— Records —
----------

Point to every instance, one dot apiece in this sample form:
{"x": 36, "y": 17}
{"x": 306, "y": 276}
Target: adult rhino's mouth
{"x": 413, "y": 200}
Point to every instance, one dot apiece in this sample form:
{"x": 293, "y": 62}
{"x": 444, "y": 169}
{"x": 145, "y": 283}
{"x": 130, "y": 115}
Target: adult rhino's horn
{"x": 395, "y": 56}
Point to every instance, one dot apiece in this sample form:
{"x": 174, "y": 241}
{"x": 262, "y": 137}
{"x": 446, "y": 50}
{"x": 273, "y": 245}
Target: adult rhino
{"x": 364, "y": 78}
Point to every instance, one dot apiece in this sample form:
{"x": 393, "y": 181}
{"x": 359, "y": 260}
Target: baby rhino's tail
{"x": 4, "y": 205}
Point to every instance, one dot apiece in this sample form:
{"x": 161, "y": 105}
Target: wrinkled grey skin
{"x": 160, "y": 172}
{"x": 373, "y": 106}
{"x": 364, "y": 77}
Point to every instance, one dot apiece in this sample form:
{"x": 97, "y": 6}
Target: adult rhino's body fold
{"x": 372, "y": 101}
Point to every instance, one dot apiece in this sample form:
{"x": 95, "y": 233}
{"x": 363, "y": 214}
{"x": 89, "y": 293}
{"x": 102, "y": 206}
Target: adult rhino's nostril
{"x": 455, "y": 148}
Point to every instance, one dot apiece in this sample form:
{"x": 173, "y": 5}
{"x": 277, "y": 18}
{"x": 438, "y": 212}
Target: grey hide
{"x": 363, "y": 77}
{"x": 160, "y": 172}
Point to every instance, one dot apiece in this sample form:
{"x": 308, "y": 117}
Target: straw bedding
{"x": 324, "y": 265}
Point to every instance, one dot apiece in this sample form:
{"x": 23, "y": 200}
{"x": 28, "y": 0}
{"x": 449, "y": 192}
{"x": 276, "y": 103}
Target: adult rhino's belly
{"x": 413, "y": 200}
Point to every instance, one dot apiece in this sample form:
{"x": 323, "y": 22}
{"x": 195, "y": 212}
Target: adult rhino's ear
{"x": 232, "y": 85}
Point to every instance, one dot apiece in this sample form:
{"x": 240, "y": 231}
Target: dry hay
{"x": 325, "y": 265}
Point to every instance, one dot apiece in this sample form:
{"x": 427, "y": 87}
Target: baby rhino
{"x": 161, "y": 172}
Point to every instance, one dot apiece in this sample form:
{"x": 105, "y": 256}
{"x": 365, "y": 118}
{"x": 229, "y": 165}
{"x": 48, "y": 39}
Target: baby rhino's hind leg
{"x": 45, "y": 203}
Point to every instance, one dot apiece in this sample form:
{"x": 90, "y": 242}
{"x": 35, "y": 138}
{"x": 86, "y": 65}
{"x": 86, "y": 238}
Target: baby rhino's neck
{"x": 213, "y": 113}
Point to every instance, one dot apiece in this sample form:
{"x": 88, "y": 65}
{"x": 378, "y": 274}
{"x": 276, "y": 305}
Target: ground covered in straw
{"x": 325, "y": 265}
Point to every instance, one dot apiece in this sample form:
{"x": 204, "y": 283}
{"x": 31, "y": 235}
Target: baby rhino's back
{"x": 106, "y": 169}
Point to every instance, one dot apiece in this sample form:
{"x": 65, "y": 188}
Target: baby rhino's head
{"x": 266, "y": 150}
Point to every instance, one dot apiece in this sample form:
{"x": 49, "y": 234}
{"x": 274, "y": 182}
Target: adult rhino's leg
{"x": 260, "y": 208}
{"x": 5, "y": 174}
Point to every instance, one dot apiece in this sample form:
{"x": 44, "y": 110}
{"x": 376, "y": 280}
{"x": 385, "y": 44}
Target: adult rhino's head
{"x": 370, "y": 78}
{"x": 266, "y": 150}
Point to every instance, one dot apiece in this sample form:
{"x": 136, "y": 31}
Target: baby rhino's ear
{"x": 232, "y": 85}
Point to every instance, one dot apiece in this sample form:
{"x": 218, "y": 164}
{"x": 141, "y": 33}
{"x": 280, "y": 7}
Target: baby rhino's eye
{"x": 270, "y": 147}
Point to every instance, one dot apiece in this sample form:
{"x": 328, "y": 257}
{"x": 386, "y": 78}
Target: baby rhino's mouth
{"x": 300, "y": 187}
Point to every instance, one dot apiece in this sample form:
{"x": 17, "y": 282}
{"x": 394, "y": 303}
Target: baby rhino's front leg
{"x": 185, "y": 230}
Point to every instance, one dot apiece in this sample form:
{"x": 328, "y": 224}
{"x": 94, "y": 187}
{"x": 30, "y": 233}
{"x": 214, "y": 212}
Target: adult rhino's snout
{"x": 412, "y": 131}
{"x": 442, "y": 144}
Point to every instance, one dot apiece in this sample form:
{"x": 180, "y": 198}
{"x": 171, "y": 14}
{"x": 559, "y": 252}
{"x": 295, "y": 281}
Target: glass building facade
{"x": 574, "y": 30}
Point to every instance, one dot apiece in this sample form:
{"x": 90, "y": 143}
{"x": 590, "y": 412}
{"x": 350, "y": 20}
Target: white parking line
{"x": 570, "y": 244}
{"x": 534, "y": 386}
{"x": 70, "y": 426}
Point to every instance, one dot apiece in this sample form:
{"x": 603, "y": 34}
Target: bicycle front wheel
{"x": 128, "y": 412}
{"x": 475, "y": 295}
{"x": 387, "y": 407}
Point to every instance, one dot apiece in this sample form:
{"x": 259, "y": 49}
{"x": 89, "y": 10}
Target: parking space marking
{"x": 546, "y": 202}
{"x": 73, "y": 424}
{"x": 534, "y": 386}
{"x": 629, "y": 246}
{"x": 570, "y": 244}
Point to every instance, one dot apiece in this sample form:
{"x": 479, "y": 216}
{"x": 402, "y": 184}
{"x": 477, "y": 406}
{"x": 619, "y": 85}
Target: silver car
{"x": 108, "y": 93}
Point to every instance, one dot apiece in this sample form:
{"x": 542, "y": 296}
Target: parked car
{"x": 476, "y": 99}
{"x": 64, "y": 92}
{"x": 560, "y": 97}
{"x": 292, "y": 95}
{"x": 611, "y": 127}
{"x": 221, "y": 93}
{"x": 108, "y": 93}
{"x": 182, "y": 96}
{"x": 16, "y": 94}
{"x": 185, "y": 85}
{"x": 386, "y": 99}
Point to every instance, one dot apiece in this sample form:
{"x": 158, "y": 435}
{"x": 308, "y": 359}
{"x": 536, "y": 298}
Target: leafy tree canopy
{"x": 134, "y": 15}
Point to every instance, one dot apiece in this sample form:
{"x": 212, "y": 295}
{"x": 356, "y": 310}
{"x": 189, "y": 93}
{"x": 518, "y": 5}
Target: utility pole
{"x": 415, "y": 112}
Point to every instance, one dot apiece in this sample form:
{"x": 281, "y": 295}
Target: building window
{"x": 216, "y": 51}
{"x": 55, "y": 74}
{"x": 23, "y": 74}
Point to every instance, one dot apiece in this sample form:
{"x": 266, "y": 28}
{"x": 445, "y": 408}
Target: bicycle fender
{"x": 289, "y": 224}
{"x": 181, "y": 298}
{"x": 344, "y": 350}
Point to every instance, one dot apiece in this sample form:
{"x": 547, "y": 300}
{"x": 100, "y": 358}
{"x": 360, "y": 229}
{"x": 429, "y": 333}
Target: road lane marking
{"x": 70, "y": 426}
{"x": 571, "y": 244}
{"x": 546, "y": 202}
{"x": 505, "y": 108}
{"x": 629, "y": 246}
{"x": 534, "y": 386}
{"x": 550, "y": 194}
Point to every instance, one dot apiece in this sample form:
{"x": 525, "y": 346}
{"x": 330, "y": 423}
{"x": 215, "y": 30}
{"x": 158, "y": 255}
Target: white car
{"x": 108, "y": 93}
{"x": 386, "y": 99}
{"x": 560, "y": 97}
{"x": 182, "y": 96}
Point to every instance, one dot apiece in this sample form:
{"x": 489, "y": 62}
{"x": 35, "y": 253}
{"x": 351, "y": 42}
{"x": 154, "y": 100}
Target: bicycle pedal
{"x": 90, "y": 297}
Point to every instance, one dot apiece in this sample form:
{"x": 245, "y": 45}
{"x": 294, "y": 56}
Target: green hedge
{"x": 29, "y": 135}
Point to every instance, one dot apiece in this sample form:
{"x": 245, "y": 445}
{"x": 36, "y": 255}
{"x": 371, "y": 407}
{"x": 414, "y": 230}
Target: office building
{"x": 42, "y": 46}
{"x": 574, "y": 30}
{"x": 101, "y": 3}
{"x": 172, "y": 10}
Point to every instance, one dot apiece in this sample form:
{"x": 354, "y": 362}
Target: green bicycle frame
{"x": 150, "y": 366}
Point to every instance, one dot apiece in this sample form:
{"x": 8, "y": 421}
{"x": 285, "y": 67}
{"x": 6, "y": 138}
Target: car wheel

----------

— WRITTEN EXERCISE —
Gather every line in the records above that contains the word "baby", copying each one in full.

— THE COMPLETED TASK —
Target: baby rhino's tail
Target: baby rhino
Target: baby rhino's hind leg
Target: baby rhino's neck
Target: baby rhino's back
Target: baby rhino's head
Target: baby rhino's ear
Target: baby rhino's eye
Target: baby rhino's mouth
Target: baby rhino's front leg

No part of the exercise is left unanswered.